§ Record set:
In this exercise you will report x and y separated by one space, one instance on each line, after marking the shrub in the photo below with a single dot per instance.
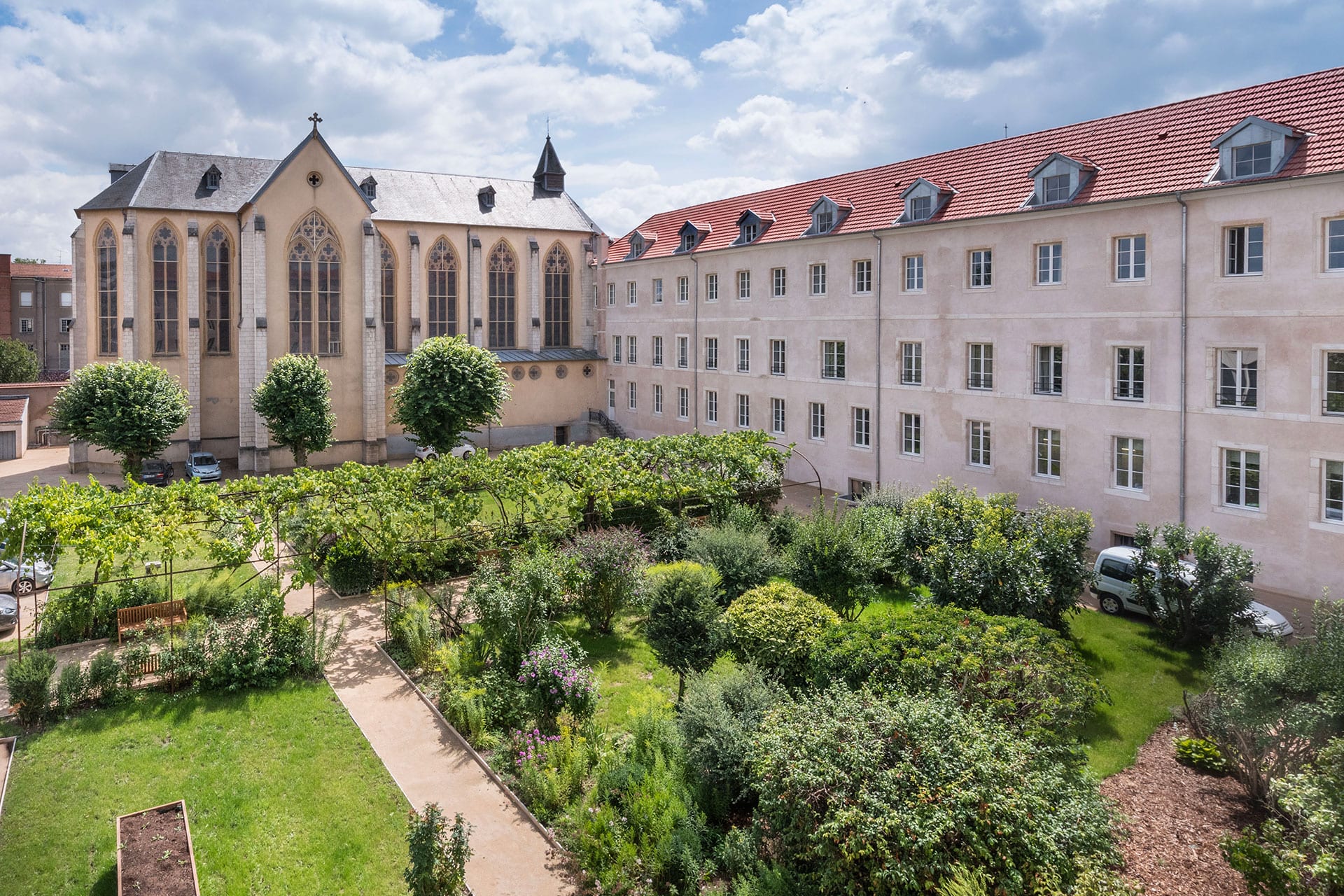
742 558
1018 671
605 573
909 789
774 626
683 614
30 685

§ About this exercise:
Restate the data above exactly, stripping out each image.

§ Exercise result:
In this exercise you will report x and y separated by one space, one instance on each line, after marking the shrub in the photo below with a single dot per instance.
742 558
1018 671
605 573
909 789
774 626
683 614
30 685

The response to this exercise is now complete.